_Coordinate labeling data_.
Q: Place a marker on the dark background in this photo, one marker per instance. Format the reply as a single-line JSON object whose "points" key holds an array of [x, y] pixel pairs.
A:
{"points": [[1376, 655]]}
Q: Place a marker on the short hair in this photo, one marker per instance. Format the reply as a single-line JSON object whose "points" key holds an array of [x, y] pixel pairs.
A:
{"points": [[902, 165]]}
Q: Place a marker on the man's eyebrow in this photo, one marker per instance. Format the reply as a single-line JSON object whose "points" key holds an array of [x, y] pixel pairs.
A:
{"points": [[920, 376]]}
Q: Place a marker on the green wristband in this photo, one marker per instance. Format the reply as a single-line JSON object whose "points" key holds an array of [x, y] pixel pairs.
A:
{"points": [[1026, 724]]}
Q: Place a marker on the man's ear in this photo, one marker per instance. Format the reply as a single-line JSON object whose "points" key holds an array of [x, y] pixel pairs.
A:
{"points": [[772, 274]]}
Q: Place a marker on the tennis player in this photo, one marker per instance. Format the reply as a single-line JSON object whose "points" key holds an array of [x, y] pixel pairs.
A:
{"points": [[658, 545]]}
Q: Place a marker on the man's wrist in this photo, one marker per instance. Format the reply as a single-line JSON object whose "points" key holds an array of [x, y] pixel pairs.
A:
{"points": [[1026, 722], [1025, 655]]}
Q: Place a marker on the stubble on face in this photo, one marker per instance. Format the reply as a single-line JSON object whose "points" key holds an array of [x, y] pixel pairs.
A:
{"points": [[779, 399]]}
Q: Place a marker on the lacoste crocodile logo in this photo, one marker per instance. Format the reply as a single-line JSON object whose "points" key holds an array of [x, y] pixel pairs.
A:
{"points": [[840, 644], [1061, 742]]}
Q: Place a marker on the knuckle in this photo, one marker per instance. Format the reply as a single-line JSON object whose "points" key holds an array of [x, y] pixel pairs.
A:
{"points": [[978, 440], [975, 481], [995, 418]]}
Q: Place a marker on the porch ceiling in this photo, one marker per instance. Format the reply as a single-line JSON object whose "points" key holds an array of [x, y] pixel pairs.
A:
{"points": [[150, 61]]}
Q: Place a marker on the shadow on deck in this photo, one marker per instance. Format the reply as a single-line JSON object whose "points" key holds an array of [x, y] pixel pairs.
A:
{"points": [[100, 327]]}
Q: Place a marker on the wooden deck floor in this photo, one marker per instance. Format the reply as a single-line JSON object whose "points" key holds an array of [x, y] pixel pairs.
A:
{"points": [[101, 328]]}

_WORK INSTRUCTIONS_. Could you set down all of the material above again, line for line, with no change to any word or character?

_OUTPUT FOR THIS EXERCISE_.
Q: Place a marker on the dark background in this photo, one marker per instance. Format the reply as a single-line JSON object whose "points" key holds an array of [x, y] pixel pairs.
A:
{"points": [[1376, 655]]}
Q: Place a marker on the short hair in this photo, one marker per instance. Format the reply as a single-line JSON object whose "points" key holds an array of [x, y] pixel pairs.
A:
{"points": [[902, 165]]}
Q: Place a marker on the man's eyebrow in this photo, one marker per instance. Format the reply as a single-line JSON object whose "points" key holds an array of [x, y] pixel pairs.
A:
{"points": [[920, 376]]}
Q: Place a marker on the green wristband in this photo, one marker per instance. Format the reply as a single-line JSON object whose "points" key holds an array of [x, y] pixel pairs.
A:
{"points": [[1026, 724]]}
Q: Place a marker on the man's ear in this photo, one marker per instance. Format the reply as a single-line JSON object whose "points" key holds an array of [x, y] pixel pairs.
A:
{"points": [[772, 274]]}
Q: Place a marker on the tennis player in this photo, one marker per instance. Format the reply as a single-line JSON object whose "points" key holds an array of [x, y] pixel pairs.
A:
{"points": [[658, 545]]}
Q: Place a marker on the man's wrist in this photo, one marker per instance. Format the reply as a single-line JSON object whose "points" key holds an array of [x, y] pixel pairs.
A:
{"points": [[1026, 722], [1025, 655]]}
Q: Place a marker on the stubble on face in this photo, one marker per instance. Format the reply as a single-line JSON object whose "points" key holds an array of [x, y] pixel pairs.
A:
{"points": [[779, 399]]}
Q: Place a marker on the lacoste crocodile logo in this photo, one marker per instance. Format the reply as a single-line JSON object whose "points" key holds an array of [x, y] pixel pairs.
A:
{"points": [[840, 644], [1061, 742]]}
Q: Place a marker on the knuckle in this photo, one marker per instance. Format the reply as a single-line JSON object whose "points" key holds an array of [x, y] pixel pairs.
A:
{"points": [[978, 440], [975, 481], [995, 418]]}
Q: Place a marker on the porch ceiling in this photo, one marker per instance. Format the reply as a single-line JSON object whose "points" key holds an array of [x, y] pixel pairs.
A:
{"points": [[150, 61]]}
Q: Place a marker on the shadow on deck in this photo, one marker per instance. Format the reply as a single-line JSON object whose "points" key holds an array of [x, y] pixel pairs.
A:
{"points": [[100, 327]]}
Q: Place a marker on the wooden deck floor in this photo, one marker per instance. Format the reply as a single-line JSON object whose "points" key holds an array of [x, y] pixel pairs.
A:
{"points": [[101, 328]]}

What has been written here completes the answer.